Reproduce the portion of the press conference transcript below word for word, starting with "JOURNALIST: Prime Minister, the" and going on through "recommendations being actioned?".

Passage for review =
- - - - -

JOURNALIST: On IR, what's your response to the Victorian Treasurer Tim Pallas opposing amendments to your Government's IR reforms that are going to be debated next month? And will you reconsider backing the Greens amendment, in light of the concern that the Allan Government has raised?

PRIME MINISTER: Well, you haven't said what those amendments are. You haven't said what Tim Pallas' comments are. So, it's very difficult on a theoretical basis.

JOURNALIST: He wrote a letter that was published in the Guardian this morning, I think.

PRIME MINISTER: Well, I've been in Tasmania this morning and I'm not up to date on the Guardian. I know that correspondents from the Australian keep up to date on the Guardian website, but that's something I haven't had the opportunity up to this point to do. So I suggest that those comments will be responded to, if appropriate, by Tony Burke. But what we do is, we have put forward industrial relations legislation. I must say that our legislation on industrial relations and on working people, when we talk about the cost of living, we've seen two quarters of wages growth in real terms under my Government. That's something that stands in stark contrast to the former Government's approach, which was a deliberate strategy of lowering real wages as part of their economic policy. That's not ours.

JOURNALIST: I believe he's particularly concerned about a clause where there'd have to be no worse off test for every clause in an agreement rather than the whole agreement itself. Do you have similar concerns?

PRIME MINISTER: Tony Burke will respond to the specifics of comments that I haven't seen, but you're telling me what they are, but I always prefer to see a primary source, to be frank, with respect.

JOURNALIST: It’s quite unusual for a Labor Treasurer and employer groups, to be on the same page.

PRIME MINISTER: There’s nothing unusual at all, as you're aware about, from time to time, a state Minister expressing views, they're entitled to do so. I encourage people to express views. We're a democratic country, but we're getting on with the business of reform in the interests of working people and in the interests of employers as well. I note that when it comes to our industrial relations legislation, if you look at days lost, for example, due to industrial disputes, there's been a significant improvement from my Government compared with the Coalition Government, quite contradictory compared with what was said and what was predicted before legislation went through.

JOURNALIST: Prime Minister, the online gambling inquiry chaired by our MP here, Peta Murphy, handed down the report a few months ago. Does the Federal Government commit to actioning all of the recommendations of that report, and when can we start to see some of those recommendations being actioned?

- - - - -

Available data =
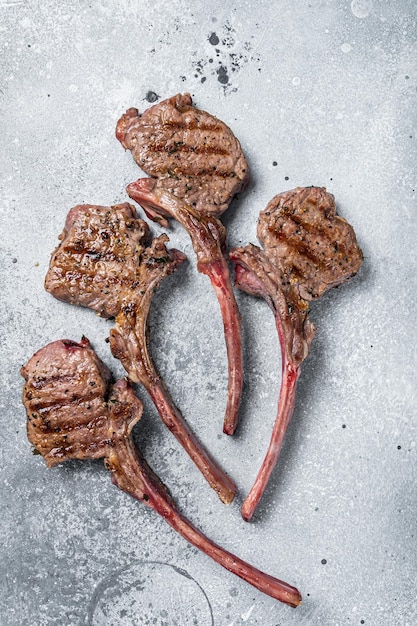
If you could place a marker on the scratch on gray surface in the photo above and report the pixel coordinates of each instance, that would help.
(137, 594)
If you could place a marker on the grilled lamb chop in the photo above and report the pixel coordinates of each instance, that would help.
(307, 250)
(103, 263)
(63, 380)
(197, 166)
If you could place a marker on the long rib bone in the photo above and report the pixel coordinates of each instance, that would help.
(308, 249)
(197, 166)
(59, 365)
(102, 263)
(208, 239)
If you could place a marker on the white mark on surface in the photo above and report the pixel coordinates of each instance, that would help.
(25, 22)
(246, 616)
(361, 8)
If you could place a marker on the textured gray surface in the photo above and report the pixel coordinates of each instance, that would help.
(319, 93)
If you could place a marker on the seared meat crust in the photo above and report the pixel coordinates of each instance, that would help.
(193, 155)
(65, 395)
(314, 248)
(97, 259)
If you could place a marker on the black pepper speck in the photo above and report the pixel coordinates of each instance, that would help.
(151, 96)
(222, 76)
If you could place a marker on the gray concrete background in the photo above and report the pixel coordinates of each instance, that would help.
(320, 92)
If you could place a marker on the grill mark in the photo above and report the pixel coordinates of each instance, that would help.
(38, 382)
(46, 427)
(46, 407)
(77, 449)
(187, 125)
(332, 248)
(96, 255)
(186, 148)
(301, 249)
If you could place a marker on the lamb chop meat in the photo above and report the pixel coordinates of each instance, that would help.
(307, 250)
(196, 166)
(103, 262)
(57, 394)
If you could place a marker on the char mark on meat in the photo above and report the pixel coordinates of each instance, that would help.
(307, 250)
(121, 410)
(105, 262)
(65, 397)
(197, 166)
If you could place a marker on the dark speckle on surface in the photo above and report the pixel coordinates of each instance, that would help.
(222, 76)
(151, 96)
(233, 54)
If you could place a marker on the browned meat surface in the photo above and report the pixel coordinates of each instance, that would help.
(197, 166)
(314, 248)
(65, 398)
(97, 259)
(129, 470)
(192, 154)
(307, 250)
(103, 262)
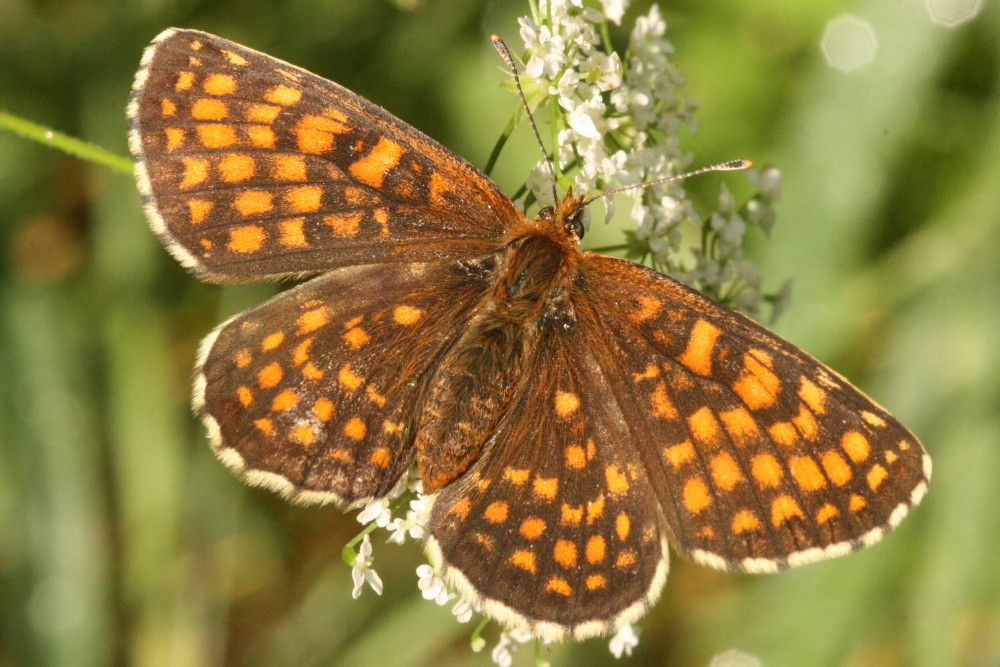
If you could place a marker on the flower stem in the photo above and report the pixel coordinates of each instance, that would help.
(65, 143)
(501, 142)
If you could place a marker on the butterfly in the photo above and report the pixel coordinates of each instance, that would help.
(571, 413)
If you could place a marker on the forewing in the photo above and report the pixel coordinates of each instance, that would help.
(555, 529)
(315, 393)
(251, 167)
(761, 456)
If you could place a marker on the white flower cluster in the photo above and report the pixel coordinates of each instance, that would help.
(618, 124)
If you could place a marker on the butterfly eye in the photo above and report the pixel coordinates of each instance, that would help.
(574, 223)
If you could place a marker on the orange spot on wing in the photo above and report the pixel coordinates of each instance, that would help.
(532, 528)
(304, 199)
(271, 342)
(345, 224)
(175, 137)
(323, 409)
(545, 488)
(696, 496)
(662, 406)
(825, 513)
(575, 457)
(356, 337)
(236, 167)
(704, 427)
(496, 512)
(595, 509)
(184, 81)
(292, 234)
(261, 136)
(523, 559)
(372, 168)
(301, 353)
(285, 400)
(836, 468)
(461, 508)
(783, 433)
(622, 525)
(648, 308)
(348, 379)
(812, 396)
(248, 238)
(570, 515)
(766, 470)
(678, 455)
(559, 585)
(195, 172)
(566, 403)
(857, 503)
(725, 471)
(856, 446)
(516, 476)
(216, 135)
(234, 58)
(806, 473)
(739, 424)
(381, 458)
(245, 396)
(253, 202)
(872, 418)
(303, 434)
(314, 319)
(208, 108)
(406, 315)
(283, 95)
(355, 429)
(270, 375)
(289, 168)
(701, 341)
(595, 549)
(745, 521)
(315, 134)
(564, 553)
(757, 385)
(876, 475)
(783, 508)
(617, 482)
(219, 84)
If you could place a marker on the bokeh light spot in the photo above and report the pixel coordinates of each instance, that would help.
(848, 43)
(952, 13)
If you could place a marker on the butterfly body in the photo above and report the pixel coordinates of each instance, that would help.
(567, 411)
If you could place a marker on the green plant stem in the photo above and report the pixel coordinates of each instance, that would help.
(65, 143)
(501, 142)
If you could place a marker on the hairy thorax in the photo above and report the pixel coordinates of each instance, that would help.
(468, 394)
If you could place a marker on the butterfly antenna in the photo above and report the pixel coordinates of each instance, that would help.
(731, 165)
(501, 47)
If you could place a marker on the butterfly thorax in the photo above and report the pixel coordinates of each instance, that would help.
(474, 383)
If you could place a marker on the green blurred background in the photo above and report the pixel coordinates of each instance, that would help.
(122, 540)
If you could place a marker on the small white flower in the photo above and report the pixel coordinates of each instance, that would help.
(614, 10)
(432, 587)
(463, 611)
(624, 641)
(377, 512)
(362, 571)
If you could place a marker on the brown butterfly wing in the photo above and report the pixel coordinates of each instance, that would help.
(251, 167)
(315, 393)
(761, 457)
(553, 528)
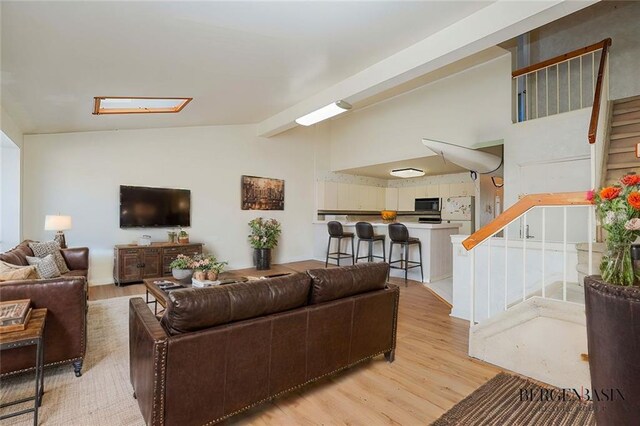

- - - - -

Task solution =
JOURNALIST: Prime Minister, the online gambling inquiry chaired by our MP here, Peta Murphy, handed down the report a few months ago. Does the Federal Government commit to actioning all of the recommendations of that report, and when can we start to see some of those recommendations being actioned?